YOUR TASK: Return the lines of the entries below as a JSON list of strings, one string per line, leaving out any blank lines.

━━━━━ DATASET CONTENT ━━━━━

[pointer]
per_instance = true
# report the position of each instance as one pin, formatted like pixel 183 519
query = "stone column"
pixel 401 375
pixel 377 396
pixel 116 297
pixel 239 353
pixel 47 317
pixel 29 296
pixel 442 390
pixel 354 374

━━━━━

COMPLETE OUTPUT:
[
  "[pointer]",
  "per_instance = true",
  "# report the position of each instance as one pin, formatted like pixel 183 519",
  "query = \"stone column\"",
  "pixel 401 375",
  "pixel 377 396",
  "pixel 116 297",
  "pixel 239 353",
  "pixel 47 317",
  "pixel 29 296",
  "pixel 442 390",
  "pixel 354 374"
]